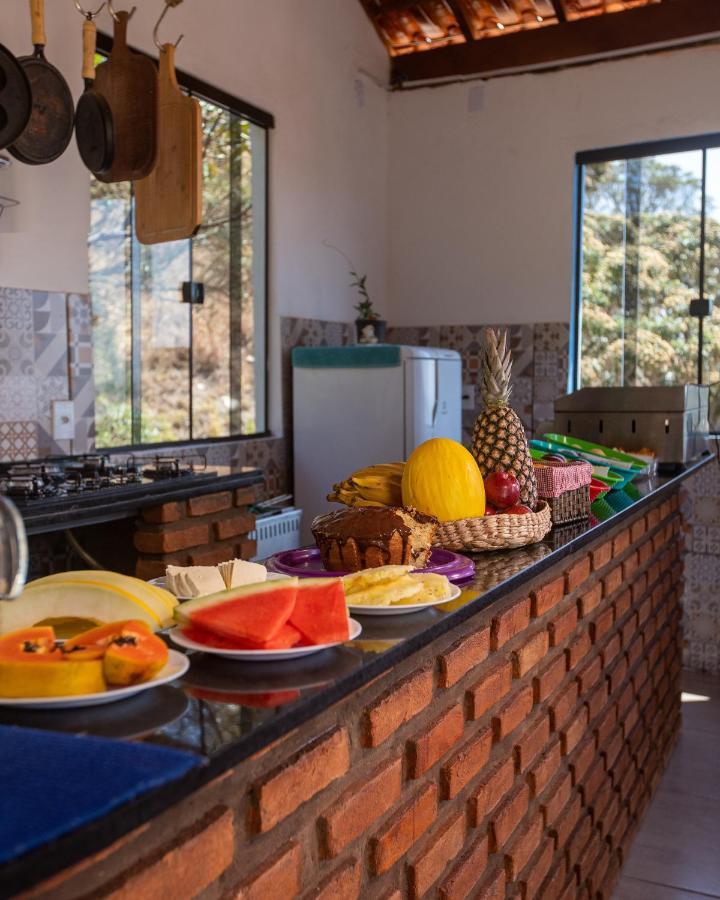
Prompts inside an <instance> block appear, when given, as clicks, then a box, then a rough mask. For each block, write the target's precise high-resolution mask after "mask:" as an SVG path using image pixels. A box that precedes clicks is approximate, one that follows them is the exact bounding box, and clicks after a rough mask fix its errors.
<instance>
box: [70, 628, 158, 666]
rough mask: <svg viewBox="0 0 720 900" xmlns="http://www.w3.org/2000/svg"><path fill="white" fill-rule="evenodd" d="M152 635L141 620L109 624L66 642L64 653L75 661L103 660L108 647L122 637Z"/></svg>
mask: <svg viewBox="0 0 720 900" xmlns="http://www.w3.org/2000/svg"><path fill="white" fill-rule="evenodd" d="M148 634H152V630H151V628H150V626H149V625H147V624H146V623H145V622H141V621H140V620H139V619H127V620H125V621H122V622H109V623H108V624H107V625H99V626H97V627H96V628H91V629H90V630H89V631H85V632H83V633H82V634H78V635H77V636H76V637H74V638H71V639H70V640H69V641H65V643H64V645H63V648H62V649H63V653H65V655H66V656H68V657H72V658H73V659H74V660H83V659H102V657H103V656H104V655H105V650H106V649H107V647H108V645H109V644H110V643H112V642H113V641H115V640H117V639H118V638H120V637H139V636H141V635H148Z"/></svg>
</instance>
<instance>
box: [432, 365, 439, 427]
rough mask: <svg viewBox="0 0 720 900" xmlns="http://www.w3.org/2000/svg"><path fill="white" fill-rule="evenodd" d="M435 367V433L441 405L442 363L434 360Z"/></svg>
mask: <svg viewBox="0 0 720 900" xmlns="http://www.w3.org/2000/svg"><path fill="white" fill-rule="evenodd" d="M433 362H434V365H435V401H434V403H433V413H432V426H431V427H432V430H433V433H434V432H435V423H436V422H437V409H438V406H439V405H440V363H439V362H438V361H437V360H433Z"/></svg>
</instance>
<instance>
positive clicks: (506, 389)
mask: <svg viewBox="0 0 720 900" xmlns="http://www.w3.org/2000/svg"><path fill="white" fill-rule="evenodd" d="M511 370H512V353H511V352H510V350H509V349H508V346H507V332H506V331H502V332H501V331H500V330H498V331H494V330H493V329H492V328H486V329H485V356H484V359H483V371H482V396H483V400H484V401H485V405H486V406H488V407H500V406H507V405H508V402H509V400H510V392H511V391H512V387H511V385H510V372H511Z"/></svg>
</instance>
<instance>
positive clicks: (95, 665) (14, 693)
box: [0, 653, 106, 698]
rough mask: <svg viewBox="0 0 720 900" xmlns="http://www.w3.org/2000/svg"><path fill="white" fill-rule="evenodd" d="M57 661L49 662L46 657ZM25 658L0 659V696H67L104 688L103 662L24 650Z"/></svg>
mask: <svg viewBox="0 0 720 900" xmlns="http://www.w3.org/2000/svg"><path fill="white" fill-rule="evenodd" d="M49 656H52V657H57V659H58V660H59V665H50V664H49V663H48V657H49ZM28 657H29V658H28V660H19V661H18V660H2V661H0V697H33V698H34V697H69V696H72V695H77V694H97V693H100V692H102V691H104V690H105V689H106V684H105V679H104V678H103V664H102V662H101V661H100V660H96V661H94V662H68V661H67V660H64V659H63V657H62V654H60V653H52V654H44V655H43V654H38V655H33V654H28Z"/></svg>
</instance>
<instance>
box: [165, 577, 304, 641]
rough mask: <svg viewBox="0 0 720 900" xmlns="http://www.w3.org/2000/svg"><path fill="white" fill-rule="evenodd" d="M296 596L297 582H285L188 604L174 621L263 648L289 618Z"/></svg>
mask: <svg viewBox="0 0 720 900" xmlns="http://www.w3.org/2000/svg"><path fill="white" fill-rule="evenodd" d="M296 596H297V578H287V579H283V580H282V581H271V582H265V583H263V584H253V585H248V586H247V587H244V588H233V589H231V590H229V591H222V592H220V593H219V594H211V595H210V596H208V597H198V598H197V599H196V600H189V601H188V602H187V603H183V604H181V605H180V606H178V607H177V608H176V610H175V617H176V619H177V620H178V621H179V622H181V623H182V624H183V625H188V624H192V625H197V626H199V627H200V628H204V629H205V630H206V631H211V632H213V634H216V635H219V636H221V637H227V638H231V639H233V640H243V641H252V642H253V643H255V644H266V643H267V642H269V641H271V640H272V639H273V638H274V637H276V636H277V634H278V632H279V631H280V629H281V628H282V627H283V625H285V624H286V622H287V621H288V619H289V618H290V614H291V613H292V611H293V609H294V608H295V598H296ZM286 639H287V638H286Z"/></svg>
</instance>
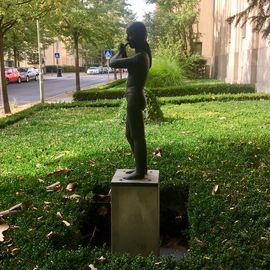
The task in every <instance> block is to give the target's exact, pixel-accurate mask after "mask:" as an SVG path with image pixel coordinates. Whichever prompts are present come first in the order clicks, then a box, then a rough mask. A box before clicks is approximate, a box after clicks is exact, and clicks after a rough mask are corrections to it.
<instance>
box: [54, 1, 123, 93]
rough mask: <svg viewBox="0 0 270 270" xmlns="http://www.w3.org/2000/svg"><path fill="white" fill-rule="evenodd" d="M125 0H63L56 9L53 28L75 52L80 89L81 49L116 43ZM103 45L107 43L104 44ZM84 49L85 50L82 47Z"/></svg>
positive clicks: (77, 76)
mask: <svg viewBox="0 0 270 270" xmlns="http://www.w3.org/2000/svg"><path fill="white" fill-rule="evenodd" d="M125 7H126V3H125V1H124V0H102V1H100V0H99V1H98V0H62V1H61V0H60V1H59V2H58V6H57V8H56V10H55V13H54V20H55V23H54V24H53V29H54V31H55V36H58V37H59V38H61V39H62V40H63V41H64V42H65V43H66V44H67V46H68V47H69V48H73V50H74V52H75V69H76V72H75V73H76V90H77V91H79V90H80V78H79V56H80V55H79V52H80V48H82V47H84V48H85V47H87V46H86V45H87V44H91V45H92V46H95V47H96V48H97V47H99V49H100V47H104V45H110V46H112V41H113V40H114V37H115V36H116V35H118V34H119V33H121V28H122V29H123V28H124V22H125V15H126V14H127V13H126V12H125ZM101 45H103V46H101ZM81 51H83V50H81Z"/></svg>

§

**Task to carry out**
Give back, unaltered, each line of the listing from the first to the line that contains "box: [0, 653, 106, 698]", leaving every picture out.

**Answer for this exercise**
Prompts inside an <instance> block appear, when given, as clicks, then a box, then a rough mask. For each block, write the target's precise high-resolution mask after "mask:" as an SVG path using image pixels. A box that precedes clicks is approximate, one that follows them is the exact bounding box, and clicks after a rough mask fix its errors.
<instance>
box: [70, 628, 158, 666]
rough mask: <svg viewBox="0 0 720 900" xmlns="http://www.w3.org/2000/svg"><path fill="white" fill-rule="evenodd" d="M152 635L141 620L109 624L66 642L64 653L75 661L103 660L108 647L122 637Z"/></svg>
mask: <svg viewBox="0 0 720 900" xmlns="http://www.w3.org/2000/svg"><path fill="white" fill-rule="evenodd" d="M148 634H152V630H151V628H150V626H149V625H147V624H146V623H145V622H141V621H140V620H139V619H127V620H125V621H122V622H109V623H108V624H107V625H99V626H97V627H96V628H91V629H90V630H89V631H85V632H83V633H82V634H78V635H77V636H76V637H74V638H71V639H70V640H69V641H65V643H64V645H63V648H62V649H63V653H65V655H66V656H68V657H72V658H73V659H74V660H83V659H102V657H103V656H104V655H105V650H106V649H107V647H108V645H109V644H110V643H112V642H113V641H115V640H117V639H118V638H120V637H139V636H141V635H148Z"/></svg>
</instance>
<instance>
box: [432, 365, 439, 427]
rough mask: <svg viewBox="0 0 720 900" xmlns="http://www.w3.org/2000/svg"><path fill="white" fill-rule="evenodd" d="M435 367V433L441 405L442 363L434 360Z"/></svg>
mask: <svg viewBox="0 0 720 900" xmlns="http://www.w3.org/2000/svg"><path fill="white" fill-rule="evenodd" d="M433 362H434V365H435V401H434V403H433V413H432V426H431V427H432V430H433V433H434V432H435V423H436V422H437V409H438V406H439V405H440V363H439V362H438V361H437V360H433Z"/></svg>
</instance>
<instance>
positive clicks: (506, 389)
mask: <svg viewBox="0 0 720 900" xmlns="http://www.w3.org/2000/svg"><path fill="white" fill-rule="evenodd" d="M511 370H512V353H511V352H510V350H509V349H508V346H507V332H506V331H502V332H501V331H500V330H498V331H494V330H493V329H492V328H486V329H485V356H484V359H483V371H482V396H483V400H484V401H485V405H486V406H488V407H500V406H507V405H508V402H509V400H510V392H511V391H512V387H511V385H510V372H511Z"/></svg>
</instance>
<instance>
positive clicks: (95, 665) (14, 693)
box: [0, 653, 106, 698]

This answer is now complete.